- Given passage -
----

Currently he is waiting for the go-ahead from the Kenya Tea Development Agency (KTDA) to begin a pilot using this system in Gatunguru, central Kenya, next month.

“We spoke to the famers and they love the idea. The tea factory in Gatunguru loves the idea. Now we just need approval from the KTDA,” he says.

Wanjiku has been able to work on this for several reasons. The starting point is that the Mastercard Foundation is funding his university costs, which include the cost of obtaining a passport, medical aid, flight tickets, accommodation, food and upkeep and, of course, tuition.

But the scholarship is not just about money. There is a strong emphasis on transformative leadership, provided via extra-curricular lessons on the topic, and ‘give-back’ sessions, another pillar of the foundation’s work, which encourages Mastercard Foundation Scholars to use their learning experience to give back to their community.

In his year the University of Pretoria (UP) scholars programme asked Wanjiku and other scholars to be involved in a programme called ‘Enactus’, working on different community projects near Pretoria.

He worked on projects in Zama Lesedi City and Mamelodi in South Africa’s Gauteng Province, both areas where employment is low and families live in hardship – typically in small tin-roofed shacks – and where schools grow vegetables in their grounds as a policy to ensure students have a vitamin-rich diet, because their families struggle to provide a diet rich in vitamins at home.

In Zama Lesedi City, market analysis found that community members were using expensive unsustainable and often dangerous forms of lighting such as candles and paraffin lamps, which also offer only poor light by which children can do their homework for school.

Building local skills

Wanjiku was part of a team that showed five community members how to make sustainable and affordable lights running off solar energy – with a lifespan of up to three years and an automatic switch to charge mode when exposed to sunlight – and trained them in how to run a business making the lights.

“We designed a solar light that would outperform other solar lights on the market and could be sold to the community at affordable prices,” Wanjiku says.

“People did buy it and we got funding from Ford, the motor company. With that we were able to train more people in Mamelodi in how to make the light and give them financial literacy courses so that they could manage the project on their own.”

Wanjiku says classes in leadership, diversity and emotional intelligence under the UP scholarship programme and the Mastercard Foundation Scholars Program have enabled him to become a “more confident person, able to look at a problem and propose a solution”.

----

- Extracted records -
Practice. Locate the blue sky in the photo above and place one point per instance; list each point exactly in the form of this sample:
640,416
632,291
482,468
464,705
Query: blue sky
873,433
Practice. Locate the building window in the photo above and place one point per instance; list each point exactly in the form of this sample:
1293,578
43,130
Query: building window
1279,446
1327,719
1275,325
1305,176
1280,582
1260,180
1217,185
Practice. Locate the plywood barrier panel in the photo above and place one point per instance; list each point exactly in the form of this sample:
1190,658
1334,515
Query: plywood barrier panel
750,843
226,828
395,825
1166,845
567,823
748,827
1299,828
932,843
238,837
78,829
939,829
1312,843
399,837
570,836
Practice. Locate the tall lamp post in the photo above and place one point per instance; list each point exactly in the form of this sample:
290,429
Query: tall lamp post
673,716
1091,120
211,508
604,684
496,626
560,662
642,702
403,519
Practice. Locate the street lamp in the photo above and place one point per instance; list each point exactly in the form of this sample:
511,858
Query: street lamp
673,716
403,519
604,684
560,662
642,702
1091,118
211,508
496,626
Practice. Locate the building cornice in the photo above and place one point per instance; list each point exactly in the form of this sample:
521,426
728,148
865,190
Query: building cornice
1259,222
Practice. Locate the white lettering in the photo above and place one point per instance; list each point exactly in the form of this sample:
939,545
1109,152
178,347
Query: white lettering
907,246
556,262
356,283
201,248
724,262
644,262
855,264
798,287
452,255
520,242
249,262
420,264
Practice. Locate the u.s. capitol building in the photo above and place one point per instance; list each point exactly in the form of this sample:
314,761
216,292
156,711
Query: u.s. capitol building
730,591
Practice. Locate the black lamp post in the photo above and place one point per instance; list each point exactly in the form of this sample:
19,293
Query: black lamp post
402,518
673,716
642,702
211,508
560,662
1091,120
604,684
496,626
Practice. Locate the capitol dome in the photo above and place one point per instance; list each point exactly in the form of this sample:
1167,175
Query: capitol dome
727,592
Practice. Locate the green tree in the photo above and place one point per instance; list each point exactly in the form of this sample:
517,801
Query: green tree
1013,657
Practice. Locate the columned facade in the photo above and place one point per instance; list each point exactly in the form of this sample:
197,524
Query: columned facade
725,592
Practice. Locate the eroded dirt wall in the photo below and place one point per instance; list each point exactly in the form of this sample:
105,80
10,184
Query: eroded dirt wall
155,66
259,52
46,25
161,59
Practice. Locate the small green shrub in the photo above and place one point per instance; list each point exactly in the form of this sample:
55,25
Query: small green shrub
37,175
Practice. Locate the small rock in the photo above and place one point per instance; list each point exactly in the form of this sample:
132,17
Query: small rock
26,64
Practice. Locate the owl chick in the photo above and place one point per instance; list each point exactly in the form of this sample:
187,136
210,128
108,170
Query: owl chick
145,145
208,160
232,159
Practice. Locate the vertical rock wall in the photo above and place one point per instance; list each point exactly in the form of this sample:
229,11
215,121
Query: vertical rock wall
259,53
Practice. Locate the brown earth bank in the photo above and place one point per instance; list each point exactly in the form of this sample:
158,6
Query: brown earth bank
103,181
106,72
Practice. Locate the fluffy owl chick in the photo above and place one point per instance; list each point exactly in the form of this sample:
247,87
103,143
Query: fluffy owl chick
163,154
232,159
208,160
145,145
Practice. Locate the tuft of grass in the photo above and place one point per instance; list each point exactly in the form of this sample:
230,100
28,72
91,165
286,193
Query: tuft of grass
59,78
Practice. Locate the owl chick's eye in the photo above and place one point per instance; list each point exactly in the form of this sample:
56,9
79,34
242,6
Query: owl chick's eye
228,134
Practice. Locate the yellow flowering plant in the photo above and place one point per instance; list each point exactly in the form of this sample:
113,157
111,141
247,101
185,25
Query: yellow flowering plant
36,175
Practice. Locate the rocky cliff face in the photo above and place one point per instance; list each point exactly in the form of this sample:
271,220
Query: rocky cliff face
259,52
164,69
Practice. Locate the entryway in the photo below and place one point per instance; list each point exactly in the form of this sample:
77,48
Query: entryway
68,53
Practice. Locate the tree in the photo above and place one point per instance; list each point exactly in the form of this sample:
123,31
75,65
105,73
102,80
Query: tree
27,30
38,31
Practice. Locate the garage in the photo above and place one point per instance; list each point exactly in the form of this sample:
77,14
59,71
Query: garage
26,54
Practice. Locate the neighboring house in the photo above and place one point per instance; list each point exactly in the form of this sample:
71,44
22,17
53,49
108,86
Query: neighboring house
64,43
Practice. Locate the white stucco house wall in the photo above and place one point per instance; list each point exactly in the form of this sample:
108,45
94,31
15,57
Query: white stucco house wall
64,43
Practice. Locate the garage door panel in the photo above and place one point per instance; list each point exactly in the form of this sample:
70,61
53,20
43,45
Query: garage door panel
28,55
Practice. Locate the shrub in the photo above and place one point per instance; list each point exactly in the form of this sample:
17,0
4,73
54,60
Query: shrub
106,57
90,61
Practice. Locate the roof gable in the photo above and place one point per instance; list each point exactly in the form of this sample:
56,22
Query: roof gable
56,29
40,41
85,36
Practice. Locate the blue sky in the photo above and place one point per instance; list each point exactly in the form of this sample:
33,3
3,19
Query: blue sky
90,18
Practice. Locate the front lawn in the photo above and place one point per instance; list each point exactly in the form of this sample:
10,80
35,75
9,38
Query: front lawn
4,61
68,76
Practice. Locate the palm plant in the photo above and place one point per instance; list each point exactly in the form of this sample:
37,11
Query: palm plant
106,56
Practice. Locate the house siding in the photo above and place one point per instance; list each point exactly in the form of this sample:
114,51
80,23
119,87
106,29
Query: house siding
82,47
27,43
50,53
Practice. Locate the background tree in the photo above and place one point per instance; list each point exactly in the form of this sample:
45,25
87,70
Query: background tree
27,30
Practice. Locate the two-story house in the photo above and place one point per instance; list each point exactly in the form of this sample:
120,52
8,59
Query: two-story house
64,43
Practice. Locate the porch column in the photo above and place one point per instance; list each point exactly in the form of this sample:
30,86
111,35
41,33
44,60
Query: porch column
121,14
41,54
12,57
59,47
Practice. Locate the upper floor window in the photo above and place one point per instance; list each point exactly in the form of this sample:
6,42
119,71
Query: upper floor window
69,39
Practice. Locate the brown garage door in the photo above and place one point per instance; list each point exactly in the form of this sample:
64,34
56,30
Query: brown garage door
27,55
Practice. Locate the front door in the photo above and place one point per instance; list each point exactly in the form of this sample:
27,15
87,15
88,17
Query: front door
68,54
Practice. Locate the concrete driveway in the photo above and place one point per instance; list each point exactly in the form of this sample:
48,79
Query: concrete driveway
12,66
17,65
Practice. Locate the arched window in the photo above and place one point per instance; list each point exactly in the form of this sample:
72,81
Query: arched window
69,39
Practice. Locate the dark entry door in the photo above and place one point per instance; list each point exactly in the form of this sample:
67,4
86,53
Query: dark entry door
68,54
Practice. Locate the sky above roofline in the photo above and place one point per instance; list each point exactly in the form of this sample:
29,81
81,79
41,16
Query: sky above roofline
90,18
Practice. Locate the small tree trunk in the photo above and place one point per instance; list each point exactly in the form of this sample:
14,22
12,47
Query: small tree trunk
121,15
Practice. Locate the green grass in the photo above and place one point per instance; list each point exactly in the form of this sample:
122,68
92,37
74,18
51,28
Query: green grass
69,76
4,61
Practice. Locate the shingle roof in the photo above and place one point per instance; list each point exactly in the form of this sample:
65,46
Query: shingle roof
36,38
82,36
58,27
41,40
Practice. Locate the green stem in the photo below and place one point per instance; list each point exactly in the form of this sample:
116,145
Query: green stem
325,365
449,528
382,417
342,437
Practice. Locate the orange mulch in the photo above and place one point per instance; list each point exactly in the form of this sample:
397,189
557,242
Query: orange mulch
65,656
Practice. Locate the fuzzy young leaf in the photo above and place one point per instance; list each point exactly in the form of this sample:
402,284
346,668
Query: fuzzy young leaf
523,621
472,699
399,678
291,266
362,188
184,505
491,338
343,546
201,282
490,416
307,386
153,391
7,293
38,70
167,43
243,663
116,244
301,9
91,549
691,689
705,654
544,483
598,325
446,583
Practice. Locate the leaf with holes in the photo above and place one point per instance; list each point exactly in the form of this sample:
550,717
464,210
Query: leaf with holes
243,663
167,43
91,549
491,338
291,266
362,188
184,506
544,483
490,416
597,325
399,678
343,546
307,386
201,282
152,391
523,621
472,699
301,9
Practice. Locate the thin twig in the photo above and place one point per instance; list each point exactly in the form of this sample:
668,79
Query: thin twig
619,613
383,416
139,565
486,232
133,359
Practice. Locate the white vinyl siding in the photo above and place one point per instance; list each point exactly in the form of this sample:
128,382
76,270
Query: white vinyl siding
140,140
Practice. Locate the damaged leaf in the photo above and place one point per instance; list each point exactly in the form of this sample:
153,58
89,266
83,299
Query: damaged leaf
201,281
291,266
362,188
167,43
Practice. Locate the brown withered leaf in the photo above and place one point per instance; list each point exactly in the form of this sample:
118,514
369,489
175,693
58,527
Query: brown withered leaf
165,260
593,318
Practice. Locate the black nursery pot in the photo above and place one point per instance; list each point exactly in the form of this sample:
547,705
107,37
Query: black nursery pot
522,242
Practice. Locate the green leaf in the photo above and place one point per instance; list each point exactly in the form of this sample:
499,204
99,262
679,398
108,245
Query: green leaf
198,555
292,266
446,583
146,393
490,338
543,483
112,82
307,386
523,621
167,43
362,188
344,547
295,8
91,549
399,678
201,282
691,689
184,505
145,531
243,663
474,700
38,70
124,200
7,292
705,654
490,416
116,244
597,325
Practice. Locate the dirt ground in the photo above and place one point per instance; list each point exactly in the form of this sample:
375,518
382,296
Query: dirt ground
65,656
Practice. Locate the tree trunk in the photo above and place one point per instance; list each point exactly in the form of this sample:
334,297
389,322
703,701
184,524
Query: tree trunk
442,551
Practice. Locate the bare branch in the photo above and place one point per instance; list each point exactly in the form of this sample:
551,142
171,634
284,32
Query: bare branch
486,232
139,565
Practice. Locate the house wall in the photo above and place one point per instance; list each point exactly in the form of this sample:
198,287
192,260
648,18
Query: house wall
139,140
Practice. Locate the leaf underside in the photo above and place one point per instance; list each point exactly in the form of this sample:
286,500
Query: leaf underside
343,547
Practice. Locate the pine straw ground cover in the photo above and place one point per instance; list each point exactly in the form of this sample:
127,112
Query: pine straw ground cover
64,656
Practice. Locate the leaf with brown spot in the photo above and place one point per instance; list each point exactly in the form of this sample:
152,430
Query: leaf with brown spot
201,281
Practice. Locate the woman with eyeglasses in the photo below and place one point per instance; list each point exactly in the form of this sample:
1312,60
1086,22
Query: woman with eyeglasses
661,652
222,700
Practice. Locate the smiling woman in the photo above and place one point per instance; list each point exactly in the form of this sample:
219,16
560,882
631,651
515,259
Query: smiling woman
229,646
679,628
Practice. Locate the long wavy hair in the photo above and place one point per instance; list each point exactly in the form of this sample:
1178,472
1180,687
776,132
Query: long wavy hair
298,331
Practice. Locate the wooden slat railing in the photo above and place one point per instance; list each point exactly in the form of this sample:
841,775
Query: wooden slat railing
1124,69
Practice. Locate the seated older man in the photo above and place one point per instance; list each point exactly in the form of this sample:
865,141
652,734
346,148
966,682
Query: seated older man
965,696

----

- Things to do -
(1) In the passage about Wanjiku, how long can the solar lights his team designed last?
(2) Rewrite the passage about Wanjiku from the words "In his year" through "vitamins at home.", replacing "scholars" with "students".

- Responses to the tasks -
(1) Up to three years.

(2)
In his year the University of Pretoria (UP) students programme asked Wanjiku and other students to be involved in a programme called ‘Enactus’, working on different community projects near Pretoria.

He worked on projects in Zama Lesedi City and Mamelodi in South Africa’s Gauteng Province, both areas where employment is low and families live in hardship – typically in small tin-roofed shacks – and where schools grow vegetables in their grounds as a policy to ensure students have a vitamin-rich diet, because their families struggle to provide a diet rich in vitamins at home.